ACTIVITY:
The records follow. Copy each one exactly.

RECORDS FOR THIS TASK:
= = = = = = =

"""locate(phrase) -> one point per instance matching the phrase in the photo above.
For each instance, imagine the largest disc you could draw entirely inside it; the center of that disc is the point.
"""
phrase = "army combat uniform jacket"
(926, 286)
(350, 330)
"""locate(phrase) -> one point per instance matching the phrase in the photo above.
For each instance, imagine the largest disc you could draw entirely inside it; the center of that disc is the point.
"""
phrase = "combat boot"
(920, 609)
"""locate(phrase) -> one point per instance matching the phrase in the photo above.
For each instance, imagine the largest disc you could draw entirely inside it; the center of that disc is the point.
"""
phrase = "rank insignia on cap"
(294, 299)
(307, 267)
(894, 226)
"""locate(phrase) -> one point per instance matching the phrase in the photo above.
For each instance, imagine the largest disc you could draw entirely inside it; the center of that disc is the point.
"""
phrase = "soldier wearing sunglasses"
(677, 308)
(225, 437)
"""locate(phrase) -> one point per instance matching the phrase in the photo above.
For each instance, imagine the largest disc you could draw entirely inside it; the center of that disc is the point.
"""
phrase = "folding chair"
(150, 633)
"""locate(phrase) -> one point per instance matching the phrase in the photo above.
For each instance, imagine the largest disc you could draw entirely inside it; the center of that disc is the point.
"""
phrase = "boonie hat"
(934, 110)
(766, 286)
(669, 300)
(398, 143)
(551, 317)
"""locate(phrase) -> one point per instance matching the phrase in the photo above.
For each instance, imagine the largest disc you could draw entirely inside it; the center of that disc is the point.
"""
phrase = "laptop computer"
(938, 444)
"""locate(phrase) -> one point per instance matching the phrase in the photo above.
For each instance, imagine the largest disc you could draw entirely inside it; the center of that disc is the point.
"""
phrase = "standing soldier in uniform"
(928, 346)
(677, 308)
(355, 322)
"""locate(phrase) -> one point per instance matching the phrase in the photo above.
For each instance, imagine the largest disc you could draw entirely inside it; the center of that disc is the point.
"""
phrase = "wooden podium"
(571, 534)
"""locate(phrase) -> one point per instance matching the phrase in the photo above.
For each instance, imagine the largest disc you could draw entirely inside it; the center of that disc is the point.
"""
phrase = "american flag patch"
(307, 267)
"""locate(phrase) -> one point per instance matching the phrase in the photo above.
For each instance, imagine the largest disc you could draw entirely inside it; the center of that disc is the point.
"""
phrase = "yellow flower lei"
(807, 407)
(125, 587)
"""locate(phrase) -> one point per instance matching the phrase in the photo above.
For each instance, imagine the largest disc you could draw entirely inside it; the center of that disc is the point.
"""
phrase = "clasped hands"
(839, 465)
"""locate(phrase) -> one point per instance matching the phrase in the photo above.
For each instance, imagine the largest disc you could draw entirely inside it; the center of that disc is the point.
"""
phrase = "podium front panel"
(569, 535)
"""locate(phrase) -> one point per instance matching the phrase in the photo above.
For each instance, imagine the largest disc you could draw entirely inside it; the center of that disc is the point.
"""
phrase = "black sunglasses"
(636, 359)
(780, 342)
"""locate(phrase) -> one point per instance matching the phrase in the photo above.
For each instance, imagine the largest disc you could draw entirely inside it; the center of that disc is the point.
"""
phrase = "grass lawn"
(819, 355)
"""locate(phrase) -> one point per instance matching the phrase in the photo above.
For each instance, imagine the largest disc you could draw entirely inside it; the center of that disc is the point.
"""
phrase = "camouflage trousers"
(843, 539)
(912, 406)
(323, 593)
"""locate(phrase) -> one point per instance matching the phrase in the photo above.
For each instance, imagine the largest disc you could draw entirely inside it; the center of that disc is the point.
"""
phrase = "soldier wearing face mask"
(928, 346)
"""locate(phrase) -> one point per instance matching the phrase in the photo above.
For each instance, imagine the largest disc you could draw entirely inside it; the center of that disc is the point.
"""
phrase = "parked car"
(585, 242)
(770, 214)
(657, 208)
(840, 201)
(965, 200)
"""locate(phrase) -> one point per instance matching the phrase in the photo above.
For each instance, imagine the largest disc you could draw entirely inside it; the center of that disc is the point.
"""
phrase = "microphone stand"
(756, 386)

= = = = = = =

REPLY TO THE TASK:
"""locate(phrase) -> one point per instance matching the phrase in the photo above.
For each instance, imagine the largest disc you could draw entirely inside it; the center of that disc is the point.
"""
phrase = "army combat uniform jacket"
(926, 286)
(350, 330)
"""locate(phrase) -> one point per instance matching the phrase in the photo above.
For each instance, imagine the largest disc you could draw entirely inside it; the center of that disc is the point.
"""
phrase = "combat boot"
(920, 609)
"""locate(phrase) -> one point per instance matching the phrase in the photo above.
For each instance, imagine the largest disc you could draw entirely inside it; the center of that disc is the point.
"""
phrase = "rank insignia on cap"
(294, 299)
(307, 267)
(894, 226)
"""locate(phrase) -> one point per instance matching the phrase in the photo above.
For each instance, imagine the largest disc you could draw entirely inside it; the center of that disc is the point.
"""
phrase = "soldier wearing sunglasses"
(677, 308)
(225, 437)
"""locate(phrase) -> one point per instance matching the phrase in the photo above.
For each instance, imagine the largest disc you could draw entirely inside it; the center of that disc is the point.
"""
phrase = "folding chair"
(150, 633)
"""locate(phrase) -> one point per instance matching the phrase in the photo above.
For each instance, imagine the largest disc you could draw entirely inside it; the center of that disc is the point.
"""
phrase = "boonie hat"
(934, 110)
(766, 286)
(669, 300)
(398, 143)
(551, 317)
"""locate(phrase) -> one point per instance matching the phrase in the photo above.
For each instance, imagine the largest disc you could draw entirely inside it; the center of that disc is the point.
"""
phrase = "laptop computer"
(938, 444)
"""locate(phrase) -> one point per instance matching the phrase in the photo above.
For each instance, imagine the largest disc you could draw entirely inside it; the center of that disc is the point.
"""
phrase = "standing soldier in uniform"
(928, 346)
(677, 308)
(355, 322)
"""locate(phrase) -> one point per instance matching the phrase in the photo above.
For each instance, imagine the largest disc you could draw entirely inside it; the center of that disc is the point.
"""
phrase = "wooden podium"
(571, 534)
"""locate(phrase) -> one point per instance matching the phrase in the photo above.
For each instance, imagine the largest disc you could draw entirely inside it; the center of that disc is the point.
"""
phrase = "american flag patch"
(307, 267)
"""locate(phrase) -> one point per instance matching the phrase in the photo above.
For each instance, imagine the largest disc you could draw entirely inside it; the center of that disc is the point.
"""
phrase = "yellow flower lei"
(807, 407)
(125, 587)
"""locate(phrase) -> one point per instance matching the phrase in the photo above.
For each instance, imagine the largest disc you could draw entirely inside it; the center of that disc is the point.
"""
phrase = "clasped hands"
(839, 465)
"""locate(phrase) -> one point per instance matching the phrase in the photo above.
For each instance, imagine the largest disc you could draw entirely inside it; the center of that disc is the point.
"""
phrase = "podium front panel"
(569, 535)
"""locate(phrase) -> one point per instance matching the phrase in the photo above.
For each instance, imagine the largest disc you could draw entirely inside it; the center of that disc is the point.
"""
phrase = "black sunglasses"
(636, 359)
(780, 342)
"""locate(phrase) -> one point per instance matching the phrase in the photo above.
For each instance, imagine the largest disc you could draw entirely inside it; the center of that disc is the point.
"""
phrase = "grass lawn"
(819, 355)
"""locate(phrase) -> one point per instance matching the phrase in the photo above.
For each instance, imagine the largest disc you could draw entirely inside it; the center of that disc is the point.
"""
phrase = "camouflage trousers"
(843, 539)
(912, 406)
(323, 593)
"""locate(phrase) -> one point per instance matching the phrase in the photo above.
For each instance, imagine the largest disc you could draw entirely inside it; the center of that disc is the point.
"""
phrase = "soldier wearing face mask"
(928, 346)
"""locate(phrase) -> one point per instance matching the phrase in the photo above.
For each instance, imagine the largest disc you could draw entirely inside it; the center of that disc is the point.
"""
phrase = "parked car"
(585, 242)
(770, 214)
(657, 208)
(840, 201)
(965, 200)
"""locate(phrase) -> one point per instance matching the phrase in the photo above.
For each instance, imagine the largest disc you could draw entirely inside it; the center of that disc is the point.
"""
phrase = "microphone stand"
(756, 386)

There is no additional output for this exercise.